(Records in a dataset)
>>>>
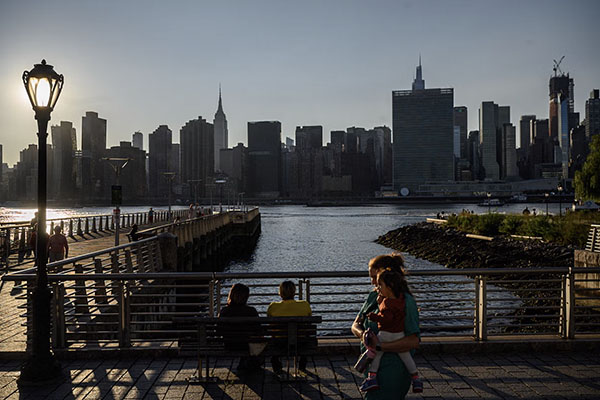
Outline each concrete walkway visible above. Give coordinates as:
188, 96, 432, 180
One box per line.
0, 352, 600, 400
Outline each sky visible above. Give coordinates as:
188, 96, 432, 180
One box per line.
0, 0, 600, 166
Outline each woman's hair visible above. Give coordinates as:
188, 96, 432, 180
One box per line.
369, 253, 410, 293
227, 283, 250, 306
279, 281, 296, 300
377, 269, 410, 298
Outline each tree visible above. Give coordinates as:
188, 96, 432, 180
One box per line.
575, 135, 600, 201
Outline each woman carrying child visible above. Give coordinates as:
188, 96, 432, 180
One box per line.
352, 254, 420, 400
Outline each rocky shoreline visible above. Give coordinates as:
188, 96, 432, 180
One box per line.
376, 222, 574, 268
376, 222, 584, 333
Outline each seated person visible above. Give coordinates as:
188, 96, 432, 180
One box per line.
219, 283, 262, 369
267, 281, 312, 374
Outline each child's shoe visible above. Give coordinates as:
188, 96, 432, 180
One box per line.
359, 375, 379, 392
411, 376, 423, 393
354, 350, 375, 372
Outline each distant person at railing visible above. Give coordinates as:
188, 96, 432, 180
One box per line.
352, 254, 420, 400
267, 281, 312, 374
48, 226, 69, 262
219, 283, 263, 370
127, 224, 140, 242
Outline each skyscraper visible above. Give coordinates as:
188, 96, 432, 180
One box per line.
148, 125, 173, 199
81, 111, 106, 198
213, 85, 229, 171
247, 121, 281, 198
585, 89, 600, 141
48, 121, 77, 200
179, 117, 215, 196
479, 101, 510, 181
519, 115, 536, 152
454, 106, 468, 158
131, 132, 144, 150
392, 60, 454, 195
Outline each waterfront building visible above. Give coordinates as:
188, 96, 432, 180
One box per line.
179, 117, 214, 197
585, 89, 600, 141
213, 85, 229, 171
479, 101, 510, 181
502, 124, 519, 180
454, 106, 468, 158
48, 121, 77, 200
219, 143, 248, 193
247, 121, 281, 198
392, 63, 454, 195
81, 111, 106, 199
148, 125, 173, 200
519, 115, 536, 151
104, 141, 148, 202
131, 132, 144, 150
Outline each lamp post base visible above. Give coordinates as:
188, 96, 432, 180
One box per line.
17, 354, 63, 386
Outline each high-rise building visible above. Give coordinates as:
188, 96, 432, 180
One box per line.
247, 121, 281, 198
81, 111, 106, 198
454, 106, 468, 158
131, 132, 144, 150
519, 115, 536, 151
392, 61, 454, 195
179, 117, 215, 197
48, 121, 77, 200
213, 85, 229, 171
585, 89, 600, 141
479, 101, 510, 181
148, 125, 173, 199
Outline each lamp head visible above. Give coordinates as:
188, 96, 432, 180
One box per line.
23, 60, 64, 115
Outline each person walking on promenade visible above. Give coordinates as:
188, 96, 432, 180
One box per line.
359, 269, 423, 393
352, 254, 420, 400
267, 281, 312, 374
219, 283, 262, 371
48, 226, 69, 262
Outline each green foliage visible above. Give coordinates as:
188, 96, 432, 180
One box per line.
575, 135, 600, 201
448, 211, 600, 248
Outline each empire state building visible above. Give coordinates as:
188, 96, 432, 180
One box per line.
213, 85, 229, 172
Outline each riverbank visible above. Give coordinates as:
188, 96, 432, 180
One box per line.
<<<<
§ **Directions**:
Recast all the lines above as a JSON list of strings, one string per line, with blank lines and the pictures left out.

§ **Reply to the task**:
[
  "Outline each concrete walkway visible above. Give coordinates as:",
  "188, 96, 432, 180",
  "One box per line.",
  "0, 352, 600, 400",
  "Outline each sky visible above. Give coordinates as:",
  "188, 96, 432, 180",
  "One box per line.",
  "0, 0, 600, 166",
  "Outline each woman's hair visible above. Give coordinates as:",
  "188, 96, 432, 180",
  "One box per line.",
  "369, 253, 410, 293",
  "227, 283, 250, 306",
  "279, 281, 296, 300",
  "377, 269, 410, 298",
  "Outline each tree visible above. Give coordinates as:",
  "188, 96, 432, 180",
  "One box per line.",
  "575, 135, 600, 201",
  "Outline each woman carrying child visible above. Give coordinates as:",
  "188, 96, 432, 180",
  "One box per line.",
  "352, 254, 420, 400",
  "Outline each rocky shoreline visible above. Give coordinates as:",
  "188, 96, 432, 180",
  "One box per line.",
  "376, 222, 574, 268",
  "376, 222, 584, 333",
  "Outline each seated person visible above. Give coordinates as:",
  "188, 96, 432, 180",
  "One box per line.",
  "219, 283, 262, 369",
  "267, 281, 312, 374",
  "Outline each child's shoe visible above. Give coordinates as:",
  "188, 96, 432, 180",
  "One box per line.",
  "359, 375, 379, 392",
  "411, 376, 423, 393",
  "354, 350, 375, 372",
  "Outline each distant person at railing visible above. Give coordinates as:",
  "188, 96, 432, 180",
  "One box per line.",
  "352, 254, 420, 400",
  "267, 281, 312, 374",
  "48, 226, 69, 262",
  "219, 283, 263, 370",
  "127, 224, 140, 242",
  "Outline each skyscraper visible above. Give coordinates as:",
  "188, 96, 432, 180",
  "One box per line.",
  "148, 125, 173, 199",
  "81, 111, 106, 198",
  "213, 85, 229, 171",
  "247, 121, 281, 198",
  "585, 89, 600, 141",
  "48, 121, 77, 200",
  "179, 117, 215, 196",
  "479, 101, 510, 181",
  "519, 115, 536, 152",
  "454, 106, 468, 158",
  "131, 132, 144, 150",
  "392, 60, 454, 195",
  "Outline each waterfront building visible above. Give coordinates as:",
  "188, 96, 432, 180",
  "One box per line.",
  "179, 117, 214, 197",
  "585, 89, 600, 141",
  "213, 85, 229, 171",
  "479, 101, 510, 181",
  "502, 124, 519, 180",
  "454, 106, 468, 158",
  "48, 121, 77, 200",
  "219, 143, 248, 193",
  "247, 121, 281, 198",
  "392, 63, 454, 195",
  "81, 111, 106, 199",
  "148, 125, 173, 200",
  "519, 115, 536, 151",
  "104, 141, 148, 202",
  "131, 132, 144, 150",
  "Outline each lamp post base visible above. Give coordinates as:",
  "188, 96, 432, 180",
  "One box per line.",
  "17, 354, 63, 386",
  "Outline each high-rise building visible above. Give coordinates as:",
  "188, 96, 432, 180",
  "One box per line.",
  "247, 121, 281, 198",
  "81, 111, 106, 198",
  "454, 106, 468, 158",
  "131, 132, 144, 150",
  "519, 115, 536, 151",
  "392, 61, 454, 195",
  "179, 117, 215, 197",
  "48, 121, 77, 200",
  "213, 85, 229, 171",
  "585, 89, 600, 141",
  "479, 101, 510, 181",
  "148, 125, 173, 199",
  "Outline each lamp head visible above. Give coordinates as:",
  "188, 96, 432, 180",
  "One box per line.",
  "23, 60, 64, 115",
  "Outline each person walking on promenade visible above. Give coordinates as:",
  "188, 96, 432, 180",
  "One box per line.",
  "359, 269, 423, 393",
  "352, 254, 420, 400",
  "267, 281, 312, 374",
  "219, 283, 262, 371",
  "48, 226, 69, 262",
  "Outline each green foliage visible above. Give coordinates as:",
  "188, 96, 432, 180",
  "One box per line.",
  "575, 135, 600, 201",
  "448, 211, 600, 248",
  "Outline each empire state building visible above. Give coordinates as:",
  "188, 96, 432, 180",
  "One box per line.",
  "213, 85, 229, 172",
  "Outline each riverbank visible above. Give coordinates as:",
  "188, 96, 432, 180",
  "One box per line."
]